In Dismantling the League of Nations Mumby deftly shifts the central question of debate concerning the end of the League of Nations. She does not interrogate why the League of Nations ended, but rather why it dragged on for so long after the final meeting of the Assembly. She shows that there was not a neat passing of the baton from the League to the UN, for “the two organizations were interwoven until the League’s eventual end” (p. 46). The title of the book is aptly chosen. By tracing how the League’s constituent building blocks were gradually “dismantled,” Mumby reveals the range of organizational forms used to construct international order and the crucial role played by the Secretariat staff as the glue that held everything together.

Notes

[1]. Mumby builds on the work of a large collaborative project led by Karen Gram-Skjoldager at Aarhus University, which underscored the importance of the League of Nations in the longer history of the international civil service. See notably Karen Gram-Skjoldager, Haakon A. Ikonomou, and Torsten Kahlert, eds., Organizing the 20th-Century World: International Organizations and the Emergence of International Public Administration, 1920-1960s (London: Bloomsbury Academic, 2020).

WORK TO DO:
1: Summarize the review of Dismantling the League of Nations in two sentences.
2: Carry the review of Dismantling the League of Nations forward from the point where it stops.

DATASET RECORDS:
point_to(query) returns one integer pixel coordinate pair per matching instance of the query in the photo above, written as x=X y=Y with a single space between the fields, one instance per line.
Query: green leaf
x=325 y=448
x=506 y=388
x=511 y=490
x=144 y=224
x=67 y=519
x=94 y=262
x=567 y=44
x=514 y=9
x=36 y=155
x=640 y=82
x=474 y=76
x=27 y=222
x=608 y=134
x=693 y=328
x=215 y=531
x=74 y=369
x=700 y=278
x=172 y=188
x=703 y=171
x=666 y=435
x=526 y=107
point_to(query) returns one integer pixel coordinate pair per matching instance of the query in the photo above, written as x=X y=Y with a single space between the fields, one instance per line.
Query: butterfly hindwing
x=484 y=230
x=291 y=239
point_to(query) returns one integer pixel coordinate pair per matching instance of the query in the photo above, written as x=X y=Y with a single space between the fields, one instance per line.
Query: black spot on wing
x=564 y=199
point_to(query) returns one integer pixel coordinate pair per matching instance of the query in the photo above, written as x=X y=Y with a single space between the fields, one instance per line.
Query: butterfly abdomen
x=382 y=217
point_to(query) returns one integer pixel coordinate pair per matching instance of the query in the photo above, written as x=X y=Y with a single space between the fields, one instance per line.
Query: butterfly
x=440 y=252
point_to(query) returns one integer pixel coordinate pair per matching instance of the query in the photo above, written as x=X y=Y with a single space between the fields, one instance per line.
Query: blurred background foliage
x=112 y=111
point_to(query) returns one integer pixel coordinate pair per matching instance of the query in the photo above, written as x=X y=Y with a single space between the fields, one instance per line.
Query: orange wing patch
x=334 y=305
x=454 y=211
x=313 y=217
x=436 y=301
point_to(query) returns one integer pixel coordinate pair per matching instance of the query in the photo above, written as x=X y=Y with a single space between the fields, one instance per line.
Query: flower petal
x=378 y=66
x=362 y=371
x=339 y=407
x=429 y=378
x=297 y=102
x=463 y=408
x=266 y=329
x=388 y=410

RESPONSES IN ORDER:
1: Mumby's book asks why the League of Nations dragged on for so long after the Assembly's final meeting, rather than why it ended, and shows that the League and the UN were interwoven until the League's end instead of neatly passing the baton. By tracing how the League's building blocks were gradually dismantled, it reveals the range of organizational forms used to construct international order and the crucial role of the Secretariat staff in holding everything together.

2:
[2]. Stephen Wertheim, Tomorrow, the World: The Birth of U.S. Global Supremacy (Cambridge, MA: The Belknap Press of Harvard University Press, 2020); David Ekbladh, Plowshares into Swords: Weaponized Knowledge, Liberal Order, and the League of Nations (Chicago: University of Chicago Press, 2022).

[3]. Susan Pedersen, “Back to the League of Nations,” American Historical Review 112, no. 4 (October 1, 2007): 1091–117.

[4]. Iris Borowy, Coming to Terms with World Health: The League of Nations Health Organisation 1921-1946 (Frankfurt am Main: Peter Lang, 2009); Patricia Clavin, Securing the World Economy: The Reinvention of the League of Nations, 1920-1946 (Oxford: Oxford University Press, 2013).

[5]. See notably Glenda Sluga and Patricia Clavin, eds., Internationalisms: A Twentieth-Century History (Cambridge: Cambridge University Press, 2017); and Simon Jackson and Alanna O’Malley, eds., The Institution of International Order: From the League of Nations to the United Nations (Abingdon: Routledge, 2018).

(Review author: Madeleine Dungy is an associate professor of history at the Norwegian University of Science and Technology. Her research focuses on international institutions in the areas of trade and migration. She is the author of Order and Rivalry: Rewriting the Rules of International Trade after the First World War (2023))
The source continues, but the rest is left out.